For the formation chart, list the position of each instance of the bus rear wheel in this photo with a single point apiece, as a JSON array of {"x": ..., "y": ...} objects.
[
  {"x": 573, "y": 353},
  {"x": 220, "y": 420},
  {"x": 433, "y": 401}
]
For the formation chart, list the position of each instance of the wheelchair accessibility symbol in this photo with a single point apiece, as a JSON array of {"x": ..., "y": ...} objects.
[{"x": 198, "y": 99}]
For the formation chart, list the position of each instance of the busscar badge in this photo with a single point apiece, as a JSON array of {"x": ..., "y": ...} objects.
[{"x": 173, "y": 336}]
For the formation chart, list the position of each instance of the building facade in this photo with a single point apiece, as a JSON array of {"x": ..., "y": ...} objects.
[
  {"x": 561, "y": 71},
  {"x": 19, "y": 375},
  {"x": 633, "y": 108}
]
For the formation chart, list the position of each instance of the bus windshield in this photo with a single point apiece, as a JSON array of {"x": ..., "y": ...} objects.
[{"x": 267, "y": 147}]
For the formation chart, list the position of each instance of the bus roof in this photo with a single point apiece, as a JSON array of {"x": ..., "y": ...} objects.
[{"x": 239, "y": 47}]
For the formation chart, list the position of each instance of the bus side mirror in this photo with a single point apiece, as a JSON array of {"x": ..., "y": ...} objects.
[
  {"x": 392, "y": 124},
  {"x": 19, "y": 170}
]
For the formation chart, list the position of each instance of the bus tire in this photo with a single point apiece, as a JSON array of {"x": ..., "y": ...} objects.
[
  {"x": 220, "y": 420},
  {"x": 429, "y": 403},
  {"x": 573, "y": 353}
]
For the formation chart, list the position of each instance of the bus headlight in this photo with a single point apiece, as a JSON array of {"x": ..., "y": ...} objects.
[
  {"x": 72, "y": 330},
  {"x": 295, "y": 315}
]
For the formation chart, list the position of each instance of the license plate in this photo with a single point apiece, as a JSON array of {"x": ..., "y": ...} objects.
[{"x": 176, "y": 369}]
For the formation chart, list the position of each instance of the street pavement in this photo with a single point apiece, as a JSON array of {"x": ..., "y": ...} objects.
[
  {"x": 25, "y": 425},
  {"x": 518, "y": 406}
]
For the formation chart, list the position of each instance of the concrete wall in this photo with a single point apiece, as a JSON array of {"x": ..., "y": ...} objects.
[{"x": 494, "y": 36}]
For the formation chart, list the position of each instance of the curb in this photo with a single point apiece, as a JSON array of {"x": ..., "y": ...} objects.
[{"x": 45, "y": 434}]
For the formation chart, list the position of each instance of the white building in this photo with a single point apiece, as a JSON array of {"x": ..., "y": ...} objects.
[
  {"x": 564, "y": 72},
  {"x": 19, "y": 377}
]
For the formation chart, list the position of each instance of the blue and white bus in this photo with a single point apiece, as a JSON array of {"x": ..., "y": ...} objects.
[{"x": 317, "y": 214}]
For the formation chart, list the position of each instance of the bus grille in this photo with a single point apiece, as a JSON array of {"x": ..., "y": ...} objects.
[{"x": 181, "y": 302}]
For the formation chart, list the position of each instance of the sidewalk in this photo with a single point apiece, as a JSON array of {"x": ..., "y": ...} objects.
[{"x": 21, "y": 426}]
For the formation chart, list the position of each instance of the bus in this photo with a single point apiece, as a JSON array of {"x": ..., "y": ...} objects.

◇ ◇ ◇ ◇ ◇

- Work instruction
Each entry above, in full, should be output exactly as it reads.

- Exercise response
For the formation chart, list the position of each instance of the bus rear wheel in this photo with a single point apiece, as a JSON array of {"x": ..., "y": ...} objects.
[
  {"x": 573, "y": 353},
  {"x": 220, "y": 420},
  {"x": 433, "y": 401}
]
For the formation chart, list the position of each instance of the wheelchair accessibility symbol in this photo with a single point apiece, as a JSON array of {"x": ..., "y": ...} objects.
[{"x": 198, "y": 99}]
For the formation chart, list the position of each instance of the busscar badge in this photo with a single point apiece, as a JSON array of {"x": ..., "y": ...} objects.
[{"x": 173, "y": 336}]
For the formation chart, list the position of each instance of the building facade in this photo with a single point apiece, as a JSON array of {"x": ..., "y": ...} objects.
[
  {"x": 561, "y": 71},
  {"x": 19, "y": 375},
  {"x": 633, "y": 108}
]
For the formation chart, list the position of each instance of the bus windshield in this photo with a single point apiece, as a JSON array of {"x": ..., "y": ...} objects.
[{"x": 267, "y": 147}]
For the formation chart, list the position of each instance of the bus roof in this photo with a single point apiece, as a JSON array of {"x": ..., "y": ...} objects.
[{"x": 239, "y": 47}]
For the formation chart, list the position of each instance of the bus side mirror in this photo with a single point apiece, as a JSON array of {"x": ..., "y": ...} objects.
[
  {"x": 392, "y": 124},
  {"x": 19, "y": 170}
]
For the formation chart, list the position of each instance of the bus tire in this photo with a single point apiece, as a JSON array of {"x": ..., "y": ...} objects.
[
  {"x": 220, "y": 420},
  {"x": 429, "y": 403},
  {"x": 573, "y": 353}
]
For the formation chart, list the position of each instance of the bus headlight in this photo with a single point apiece, as a JSON array of {"x": ..., "y": ...} objects.
[
  {"x": 72, "y": 330},
  {"x": 295, "y": 315}
]
For the formation chart, list the position of each instance of the license plate in this photo with a single point apiece, as a JSON array of {"x": ..., "y": ...} objects.
[{"x": 176, "y": 369}]
For the formation chart, list the position of each instance of the street pavement in this photo with a single point apiece, as a JSON array of {"x": ..., "y": ...} objects.
[
  {"x": 25, "y": 425},
  {"x": 518, "y": 406}
]
For the formation chart, list the position of each instance of the concrete wall in this photo with a single point apiece, as a JSON array of {"x": ..., "y": ...} objects.
[{"x": 494, "y": 36}]
For the formation chart, list the position of each instance of the curb in this photo with a single point apiece, as a JSON array of {"x": ..., "y": ...} objects.
[{"x": 45, "y": 434}]
For the formation chart, list the position of each instance of the white building in this photo with a single point apiece, as a JSON array of {"x": ..., "y": ...} objects.
[
  {"x": 564, "y": 72},
  {"x": 19, "y": 377}
]
For the formation chart, list the position of each instance of the blue and white bus in this photo with a single point apiece, as a JSON array of {"x": ..., "y": ...} objects.
[{"x": 317, "y": 214}]
For the formation chart, list the position of each instance of the bus grille in this photo with a single point apiece, as a JSON array of {"x": ..., "y": ...} objects.
[{"x": 181, "y": 302}]
For the formation chart, list the position of each instance of the sidewalk in this photo with a single point apiece, as a JSON array of {"x": ..., "y": ...} objects.
[{"x": 21, "y": 426}]
For the formation chart, list the position of each instance of the bus in this photo with a single point apiece, as a JSON array of {"x": ..., "y": ...} objects.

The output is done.